- [DOCUMENT SEGMENT]:
>>>>
Media release

From: CSIRO

Nerve pain, also known as neuropathic pain, is usually chronic and can be experienced for a range of reasons such as cancer, diabetes, trauma, infection, and multiple sclerosis. It is estimated to affect 1 in 20 Australians. 

Symptoms vary from shooting or throbbing pain, burning, freezing or electrical shock sensations, tingling, itchiness, oversensitivity or numbness. 

Although TCAs are listed as a drug treatment of choice for neuropathic pain in the Australian Medical Handbook, how they work to limit pain has not been fully understood, until now.  

Recently published in RSC Medicinal Chemistry, a multi-disciplinary team of researchers from CSIRO, The University of Queensland’s Institute for Molecular Bioscience and Monash University used a neuroblastoma cell line to demonstrate exactly how 11 TCAs and 2 closely related drugs worked to block pain, and identified which ones were most effective.  

“Using both biological assays and computer simulation, we showed all test drugs moderately inhibited N-type calcium ion channels - tiny gates that are instrumental in the transmission of pain signals in the body. Though suspected, this is the first time such a broad set of TCAs have been proven to block these channels,” CSIRO scientist and lead author, Adjunct Professor Peter Duggan said.  

“Seven of the drugs we investigated showed more than a two-fold stronger inhibition than the channel blocker we used as a control, and with the assistance of computer modelling we were able to predict exactly where and how all 13 drugs interacted with these ion channels. 

“We are now looking to better understand how TCAs affect the different states of the ion channels (resting, open, closed) as the nerve impulses go from the extremities to the brain. 

“Knowing how pain impulses are inhibited by TCAs is expected to lead to new and improved treatment options for people suffering neuropathic pain – and the more we work in this space the more our science opens up the possibility of effective pain therapies, free of any potential side-effects.” Professor Duggan said. 

Dean of the Faculty of Pain Medicine at the Australian and New Zealand College of Anaesthetists and Clinical Associate Professor at Deakin University, Michael Vagg sees the human cost of chronic pain as well as the broader social and economic impact it has for our community.  

“Nerve pain is highly disabling and ruins lives. The best current treatments only work to a useful degree on every third or fourth person who receives them,” A/Professor Vagg said. 

“Tricyclic drugs have been used for decades in treating nerve and musculoskeletal pain and are still the most likely drugs to help despite all the effort that has been put into researching new treatments. 

“TCAs have a number of pharmacological effects throughout the body and this work is fascinating in that it suggests that one specific mechanism is critically important to their effect on nerve pain. 

“We have not had any really effective new treatments for nerve pain for a long time and this work opens up the possibility of designing a new class of drugs with improved safety and effectiveness,” he said.
<<<<
- [DATA LISTING]:
>>>>
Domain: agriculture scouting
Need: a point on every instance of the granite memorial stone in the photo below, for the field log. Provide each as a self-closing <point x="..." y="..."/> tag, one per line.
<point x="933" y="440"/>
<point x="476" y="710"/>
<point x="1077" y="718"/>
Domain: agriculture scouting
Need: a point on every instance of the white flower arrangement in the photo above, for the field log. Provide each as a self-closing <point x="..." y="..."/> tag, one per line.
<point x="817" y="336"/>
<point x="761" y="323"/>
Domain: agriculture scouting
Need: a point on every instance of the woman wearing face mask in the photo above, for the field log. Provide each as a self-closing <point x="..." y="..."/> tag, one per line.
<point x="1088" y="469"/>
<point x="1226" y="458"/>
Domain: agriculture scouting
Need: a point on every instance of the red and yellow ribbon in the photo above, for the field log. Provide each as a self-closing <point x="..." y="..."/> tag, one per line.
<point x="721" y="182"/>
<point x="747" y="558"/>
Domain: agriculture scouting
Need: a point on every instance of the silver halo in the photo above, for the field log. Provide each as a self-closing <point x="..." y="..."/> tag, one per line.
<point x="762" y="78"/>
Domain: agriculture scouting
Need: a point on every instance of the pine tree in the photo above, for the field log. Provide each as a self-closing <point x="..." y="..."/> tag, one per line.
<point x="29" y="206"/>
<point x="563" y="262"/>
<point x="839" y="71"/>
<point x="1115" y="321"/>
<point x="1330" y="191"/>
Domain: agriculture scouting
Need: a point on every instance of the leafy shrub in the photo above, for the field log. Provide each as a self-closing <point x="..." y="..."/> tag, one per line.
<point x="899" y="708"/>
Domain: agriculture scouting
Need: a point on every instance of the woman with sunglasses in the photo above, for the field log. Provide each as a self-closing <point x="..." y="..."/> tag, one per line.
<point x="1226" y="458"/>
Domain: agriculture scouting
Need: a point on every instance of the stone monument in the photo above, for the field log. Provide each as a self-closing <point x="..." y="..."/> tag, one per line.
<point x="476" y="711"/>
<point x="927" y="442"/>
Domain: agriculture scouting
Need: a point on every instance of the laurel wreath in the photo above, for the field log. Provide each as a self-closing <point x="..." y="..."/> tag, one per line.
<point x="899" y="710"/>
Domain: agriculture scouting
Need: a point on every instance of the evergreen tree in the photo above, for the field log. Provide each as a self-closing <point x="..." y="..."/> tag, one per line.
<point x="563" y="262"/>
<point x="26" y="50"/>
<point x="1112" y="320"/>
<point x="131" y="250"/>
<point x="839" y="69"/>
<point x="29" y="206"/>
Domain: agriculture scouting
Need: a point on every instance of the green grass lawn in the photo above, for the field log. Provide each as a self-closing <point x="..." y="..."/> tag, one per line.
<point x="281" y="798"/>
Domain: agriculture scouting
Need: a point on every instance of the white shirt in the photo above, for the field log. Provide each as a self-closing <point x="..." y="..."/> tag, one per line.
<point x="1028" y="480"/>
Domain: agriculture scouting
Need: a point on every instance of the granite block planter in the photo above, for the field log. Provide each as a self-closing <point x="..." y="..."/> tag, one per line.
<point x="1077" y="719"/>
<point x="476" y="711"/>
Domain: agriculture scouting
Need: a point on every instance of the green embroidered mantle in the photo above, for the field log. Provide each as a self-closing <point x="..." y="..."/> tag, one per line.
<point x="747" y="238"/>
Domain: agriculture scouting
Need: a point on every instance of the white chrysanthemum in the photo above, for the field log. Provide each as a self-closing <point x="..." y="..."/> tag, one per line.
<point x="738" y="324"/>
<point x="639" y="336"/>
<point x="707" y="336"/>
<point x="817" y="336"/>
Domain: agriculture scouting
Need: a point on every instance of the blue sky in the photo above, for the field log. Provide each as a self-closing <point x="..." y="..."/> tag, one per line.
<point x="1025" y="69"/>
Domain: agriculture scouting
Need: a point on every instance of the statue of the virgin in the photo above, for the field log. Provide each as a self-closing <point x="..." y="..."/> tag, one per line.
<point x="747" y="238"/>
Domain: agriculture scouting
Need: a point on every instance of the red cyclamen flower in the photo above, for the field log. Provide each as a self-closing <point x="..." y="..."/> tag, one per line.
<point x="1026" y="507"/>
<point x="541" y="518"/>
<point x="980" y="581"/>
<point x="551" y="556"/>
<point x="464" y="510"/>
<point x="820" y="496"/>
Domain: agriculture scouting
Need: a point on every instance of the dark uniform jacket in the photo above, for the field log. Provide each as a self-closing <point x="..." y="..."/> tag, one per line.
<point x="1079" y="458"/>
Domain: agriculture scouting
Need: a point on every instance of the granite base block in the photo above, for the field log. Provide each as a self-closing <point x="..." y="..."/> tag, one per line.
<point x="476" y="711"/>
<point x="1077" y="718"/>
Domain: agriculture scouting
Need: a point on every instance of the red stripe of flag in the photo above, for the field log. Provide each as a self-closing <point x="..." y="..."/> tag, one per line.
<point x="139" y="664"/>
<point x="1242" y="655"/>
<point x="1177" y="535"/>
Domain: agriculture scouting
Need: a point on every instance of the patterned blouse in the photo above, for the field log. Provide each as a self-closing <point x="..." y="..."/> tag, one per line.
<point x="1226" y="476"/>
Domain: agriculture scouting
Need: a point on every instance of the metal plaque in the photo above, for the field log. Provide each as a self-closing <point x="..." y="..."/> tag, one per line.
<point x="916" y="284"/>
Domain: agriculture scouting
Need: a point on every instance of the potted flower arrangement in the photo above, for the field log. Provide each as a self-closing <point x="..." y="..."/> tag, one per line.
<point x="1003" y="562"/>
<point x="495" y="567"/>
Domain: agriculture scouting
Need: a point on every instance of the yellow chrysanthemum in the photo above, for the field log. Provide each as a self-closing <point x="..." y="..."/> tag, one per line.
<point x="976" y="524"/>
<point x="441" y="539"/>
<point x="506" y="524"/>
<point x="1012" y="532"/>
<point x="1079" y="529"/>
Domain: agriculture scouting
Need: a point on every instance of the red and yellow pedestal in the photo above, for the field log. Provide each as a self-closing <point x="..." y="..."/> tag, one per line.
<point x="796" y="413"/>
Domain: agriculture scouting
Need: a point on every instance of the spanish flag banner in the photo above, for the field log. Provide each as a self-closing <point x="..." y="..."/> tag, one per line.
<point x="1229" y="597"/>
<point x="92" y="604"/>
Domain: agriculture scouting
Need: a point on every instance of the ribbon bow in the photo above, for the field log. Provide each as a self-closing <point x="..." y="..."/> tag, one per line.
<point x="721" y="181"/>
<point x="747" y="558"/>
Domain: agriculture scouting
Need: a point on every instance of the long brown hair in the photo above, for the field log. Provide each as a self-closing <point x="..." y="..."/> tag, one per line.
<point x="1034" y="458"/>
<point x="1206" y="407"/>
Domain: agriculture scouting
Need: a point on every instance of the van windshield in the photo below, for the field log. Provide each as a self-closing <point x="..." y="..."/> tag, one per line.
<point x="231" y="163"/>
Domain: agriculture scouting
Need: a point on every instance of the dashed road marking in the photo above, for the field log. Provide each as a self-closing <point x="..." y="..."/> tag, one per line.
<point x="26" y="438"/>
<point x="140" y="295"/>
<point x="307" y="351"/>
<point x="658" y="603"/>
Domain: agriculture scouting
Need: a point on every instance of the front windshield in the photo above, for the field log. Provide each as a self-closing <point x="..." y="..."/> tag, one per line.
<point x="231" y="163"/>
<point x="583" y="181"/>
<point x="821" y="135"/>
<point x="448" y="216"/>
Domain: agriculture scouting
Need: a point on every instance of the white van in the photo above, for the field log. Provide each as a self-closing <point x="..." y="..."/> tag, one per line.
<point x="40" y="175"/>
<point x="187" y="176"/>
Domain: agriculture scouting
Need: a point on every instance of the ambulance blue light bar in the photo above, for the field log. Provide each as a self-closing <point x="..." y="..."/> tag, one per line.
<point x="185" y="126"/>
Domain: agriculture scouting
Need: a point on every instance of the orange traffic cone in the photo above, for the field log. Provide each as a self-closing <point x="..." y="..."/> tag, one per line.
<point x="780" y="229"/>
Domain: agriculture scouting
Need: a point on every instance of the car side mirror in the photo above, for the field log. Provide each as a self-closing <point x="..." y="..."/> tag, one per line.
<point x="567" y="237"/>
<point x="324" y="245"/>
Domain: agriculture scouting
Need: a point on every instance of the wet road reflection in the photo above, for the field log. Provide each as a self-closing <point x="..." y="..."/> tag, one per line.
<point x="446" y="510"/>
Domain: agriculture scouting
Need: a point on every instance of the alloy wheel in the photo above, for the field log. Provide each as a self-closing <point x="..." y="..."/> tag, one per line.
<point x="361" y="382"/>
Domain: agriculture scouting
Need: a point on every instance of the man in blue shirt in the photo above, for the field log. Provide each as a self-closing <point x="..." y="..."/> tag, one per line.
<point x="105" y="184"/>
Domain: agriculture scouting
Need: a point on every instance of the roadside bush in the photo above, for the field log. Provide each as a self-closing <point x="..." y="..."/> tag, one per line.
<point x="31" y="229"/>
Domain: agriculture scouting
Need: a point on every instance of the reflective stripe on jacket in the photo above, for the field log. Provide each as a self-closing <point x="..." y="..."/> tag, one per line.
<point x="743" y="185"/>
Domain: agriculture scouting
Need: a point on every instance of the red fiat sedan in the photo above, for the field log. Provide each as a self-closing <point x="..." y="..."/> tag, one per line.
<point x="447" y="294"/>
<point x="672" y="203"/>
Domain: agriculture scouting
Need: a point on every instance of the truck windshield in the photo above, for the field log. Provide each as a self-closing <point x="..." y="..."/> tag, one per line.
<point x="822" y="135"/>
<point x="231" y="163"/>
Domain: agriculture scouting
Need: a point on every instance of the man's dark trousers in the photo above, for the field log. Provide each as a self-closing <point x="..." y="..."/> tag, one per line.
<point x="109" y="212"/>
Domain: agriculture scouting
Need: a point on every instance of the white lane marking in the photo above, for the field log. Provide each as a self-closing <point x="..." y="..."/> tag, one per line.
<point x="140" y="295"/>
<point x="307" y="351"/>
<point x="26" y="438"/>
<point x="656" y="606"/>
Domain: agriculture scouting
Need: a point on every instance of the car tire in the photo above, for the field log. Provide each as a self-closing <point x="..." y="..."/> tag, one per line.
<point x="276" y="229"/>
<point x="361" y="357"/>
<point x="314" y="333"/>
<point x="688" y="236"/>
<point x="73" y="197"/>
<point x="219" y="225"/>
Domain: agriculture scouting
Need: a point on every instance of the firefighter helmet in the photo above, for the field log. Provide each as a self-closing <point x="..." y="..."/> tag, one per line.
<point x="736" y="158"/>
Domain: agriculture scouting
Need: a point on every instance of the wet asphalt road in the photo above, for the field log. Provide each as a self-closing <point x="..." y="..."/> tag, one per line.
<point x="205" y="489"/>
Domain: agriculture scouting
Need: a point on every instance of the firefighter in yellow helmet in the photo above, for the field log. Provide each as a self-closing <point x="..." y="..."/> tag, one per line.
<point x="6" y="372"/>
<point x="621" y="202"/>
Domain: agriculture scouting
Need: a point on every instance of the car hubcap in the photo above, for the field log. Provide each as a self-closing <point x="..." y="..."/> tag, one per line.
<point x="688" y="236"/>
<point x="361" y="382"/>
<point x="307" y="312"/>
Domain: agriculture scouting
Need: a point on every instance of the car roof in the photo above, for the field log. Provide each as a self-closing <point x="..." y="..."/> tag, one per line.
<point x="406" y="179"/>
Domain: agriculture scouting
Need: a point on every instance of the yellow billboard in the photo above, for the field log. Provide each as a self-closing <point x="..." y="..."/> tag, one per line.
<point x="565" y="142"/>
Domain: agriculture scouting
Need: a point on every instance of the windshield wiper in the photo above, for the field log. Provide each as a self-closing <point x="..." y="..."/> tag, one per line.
<<<<
- [TASK ITEM A]: According to the media release, why does A/Professor Vagg find the research on TCAs fascinating?
- [TASK ITEM B]: Reproduce the passage of the media release that begins at the words "Dean of the" and ends after "A/Professor Vagg said.".
The records have no connection to the media release.

- [EXERCISE RESPONSE A]: He finds it fascinating because TCAs have a number of pharmacological effects throughout the body, and the research suggests that one specific mechanism is critically important to their effect on nerve pain.

- [EXERCISE RESPONSE B]:
Dean of the Faculty of Pain Medicine at the Australian and New Zealand College of Anaesthetists and Clinical Associate Professor at Deakin University, Michael Vagg sees the human cost of chronic pain as well as the broader social and economic impact it has for our community.  

“Nerve pain is highly disabling and ruins lives. The best current treatments only work to a useful degree on every third or fourth person who receives them,” A/Professor Vagg said.